---------- ЦИТИРУЕМЫЙ ОТРЫВОК
Я верую
— Девушки?
— И девушки и парни.
— За что же их?
— А за что? Ни за что. За то, что собирались у кого-нибудь на квартере и наши духовные песни по крюкам пели.
Брали тогда — и сейчас берут — не за то, что молились, а за то, что собираются. За участие в сообществе, за проповедь, то есть за пропаганду религиозных, а следовательно и непременно антисоветских взглядов. За то, что не ставили свечу под кроватью.
Что касается духовенства, то тех брали и просто так — чтобы закрыть, например, церковь. «Дело» выдумать и пришить было нетрудно. Дела тогда пришивались, как известно, не только сельским батюшкам, но и маршалам, и наркомам, и секретарям обкомов.
--------------------
---------- ИСХОДНЫЕ ДАННЫЕ
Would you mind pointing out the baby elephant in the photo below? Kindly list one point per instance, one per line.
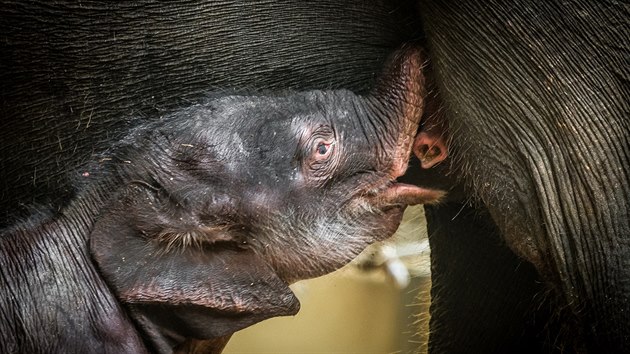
(192, 226)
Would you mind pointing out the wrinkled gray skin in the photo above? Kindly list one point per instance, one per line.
(73, 74)
(198, 221)
(537, 99)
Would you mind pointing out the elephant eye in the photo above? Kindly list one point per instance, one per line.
(323, 149)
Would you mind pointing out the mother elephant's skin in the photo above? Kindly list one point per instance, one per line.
(198, 221)
(538, 101)
(70, 71)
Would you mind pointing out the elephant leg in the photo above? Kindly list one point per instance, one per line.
(484, 299)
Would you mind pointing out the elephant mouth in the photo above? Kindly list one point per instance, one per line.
(402, 194)
(396, 194)
(392, 193)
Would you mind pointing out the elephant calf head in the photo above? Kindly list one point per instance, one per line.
(198, 221)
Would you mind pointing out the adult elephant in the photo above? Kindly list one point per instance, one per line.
(537, 98)
(75, 76)
(72, 74)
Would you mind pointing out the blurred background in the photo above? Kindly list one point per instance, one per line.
(377, 304)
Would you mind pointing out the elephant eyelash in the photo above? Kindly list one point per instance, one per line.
(179, 240)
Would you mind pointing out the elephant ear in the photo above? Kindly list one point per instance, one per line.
(199, 292)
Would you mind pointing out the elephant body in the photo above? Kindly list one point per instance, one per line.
(72, 75)
(537, 100)
(535, 94)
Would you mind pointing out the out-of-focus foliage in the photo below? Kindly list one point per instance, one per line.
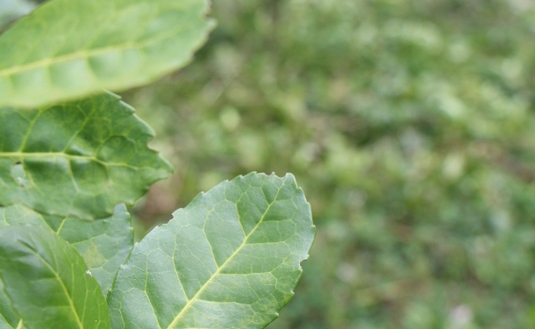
(12, 9)
(410, 124)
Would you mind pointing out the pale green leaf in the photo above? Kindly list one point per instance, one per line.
(9, 319)
(46, 281)
(104, 244)
(230, 259)
(80, 158)
(67, 49)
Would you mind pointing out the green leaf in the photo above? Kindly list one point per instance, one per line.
(46, 281)
(67, 49)
(80, 158)
(230, 259)
(9, 319)
(104, 244)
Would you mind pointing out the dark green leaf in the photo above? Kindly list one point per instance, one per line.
(230, 259)
(80, 158)
(104, 244)
(48, 282)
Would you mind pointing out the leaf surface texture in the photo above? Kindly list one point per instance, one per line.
(230, 259)
(46, 281)
(76, 159)
(104, 244)
(67, 49)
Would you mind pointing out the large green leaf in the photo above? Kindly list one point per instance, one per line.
(104, 244)
(47, 281)
(71, 48)
(230, 259)
(9, 319)
(80, 158)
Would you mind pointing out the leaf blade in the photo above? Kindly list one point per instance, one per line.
(95, 150)
(46, 280)
(175, 278)
(135, 43)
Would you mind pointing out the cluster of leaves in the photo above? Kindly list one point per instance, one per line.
(411, 123)
(73, 155)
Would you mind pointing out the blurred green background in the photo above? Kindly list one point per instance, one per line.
(410, 124)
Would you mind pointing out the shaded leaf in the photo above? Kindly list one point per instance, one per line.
(230, 259)
(67, 49)
(80, 158)
(46, 280)
(104, 244)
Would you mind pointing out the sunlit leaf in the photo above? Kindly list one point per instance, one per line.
(67, 49)
(230, 259)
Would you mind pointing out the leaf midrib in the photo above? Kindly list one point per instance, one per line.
(64, 288)
(84, 54)
(220, 268)
(23, 155)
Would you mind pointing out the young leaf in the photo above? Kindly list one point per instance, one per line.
(46, 281)
(230, 259)
(80, 158)
(104, 244)
(67, 49)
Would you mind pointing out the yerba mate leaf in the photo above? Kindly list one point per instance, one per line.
(47, 281)
(9, 319)
(104, 244)
(76, 159)
(230, 259)
(67, 49)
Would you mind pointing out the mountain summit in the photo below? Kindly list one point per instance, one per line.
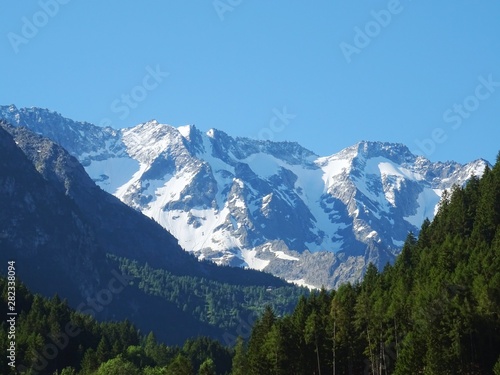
(272, 206)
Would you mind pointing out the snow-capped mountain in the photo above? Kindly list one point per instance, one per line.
(272, 206)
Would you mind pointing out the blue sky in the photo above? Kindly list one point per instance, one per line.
(325, 73)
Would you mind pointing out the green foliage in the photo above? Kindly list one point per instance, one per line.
(118, 366)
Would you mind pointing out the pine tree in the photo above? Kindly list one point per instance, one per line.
(240, 362)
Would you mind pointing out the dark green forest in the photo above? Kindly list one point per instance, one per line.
(435, 311)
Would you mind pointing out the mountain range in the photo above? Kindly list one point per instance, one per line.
(272, 206)
(69, 237)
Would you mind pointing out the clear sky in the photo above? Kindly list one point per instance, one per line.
(324, 73)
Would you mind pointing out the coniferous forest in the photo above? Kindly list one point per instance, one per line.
(435, 311)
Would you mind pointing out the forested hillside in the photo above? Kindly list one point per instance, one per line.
(51, 338)
(435, 311)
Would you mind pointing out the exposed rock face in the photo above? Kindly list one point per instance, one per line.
(265, 205)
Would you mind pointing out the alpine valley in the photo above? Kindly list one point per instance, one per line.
(271, 206)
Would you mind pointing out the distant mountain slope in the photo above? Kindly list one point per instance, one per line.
(69, 237)
(265, 205)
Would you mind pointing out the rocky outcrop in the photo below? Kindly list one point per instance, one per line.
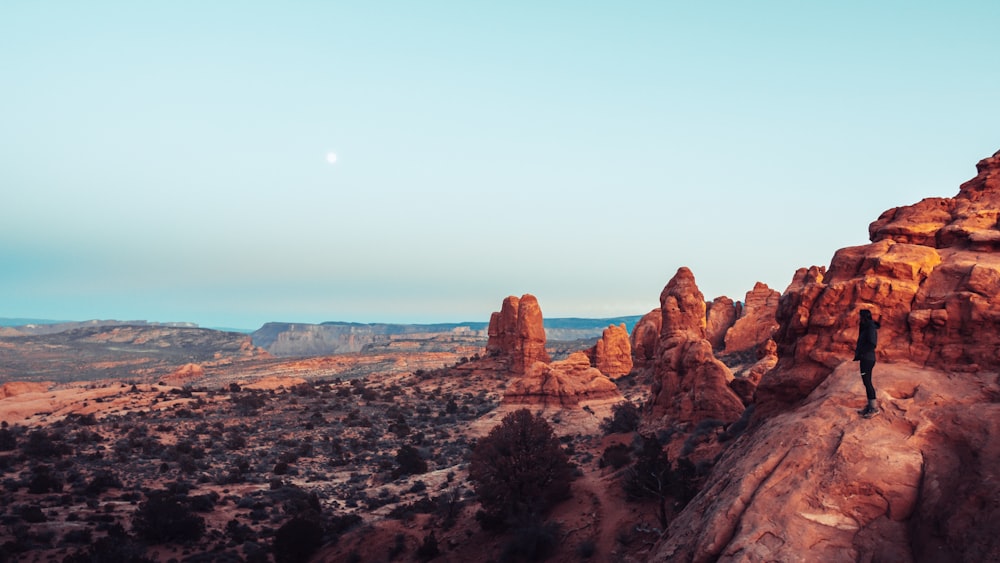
(930, 275)
(517, 333)
(919, 483)
(612, 354)
(745, 385)
(645, 335)
(502, 332)
(757, 322)
(187, 372)
(564, 383)
(690, 384)
(14, 388)
(721, 315)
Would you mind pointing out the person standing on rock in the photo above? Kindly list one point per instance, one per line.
(864, 352)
--------------------
> ЗАДАНИЕ 1: Выведите часть отрывка об арестах верующих. Начните со слов «Брали тогда —» и закончите словами «свечу под кроватью.».
> ЗАДАНИЕ 2: Извлеките из записей каждую строку, в которой встречается слово «dark».

> ОТВЕТ К ЗАДАНИЮ 1:
Брали тогда — и сейчас берут — не за то, что молились, а за то, что собираются. За участие в сообществе, за проповедь, то есть за пропаганду религиозных, а следовательно и непременно антисоветских взглядов. За то, что не ставили свечу под кроватью.

> ОТВЕТ К ЗАДАНИЮ 2:
Would you mind pointing out the dark green leaf in the photo above? Kindly list one point per instance, one per line.
Would you mind pointing out the dark green forest in the photo above? Kindly list one point per instance, one per line.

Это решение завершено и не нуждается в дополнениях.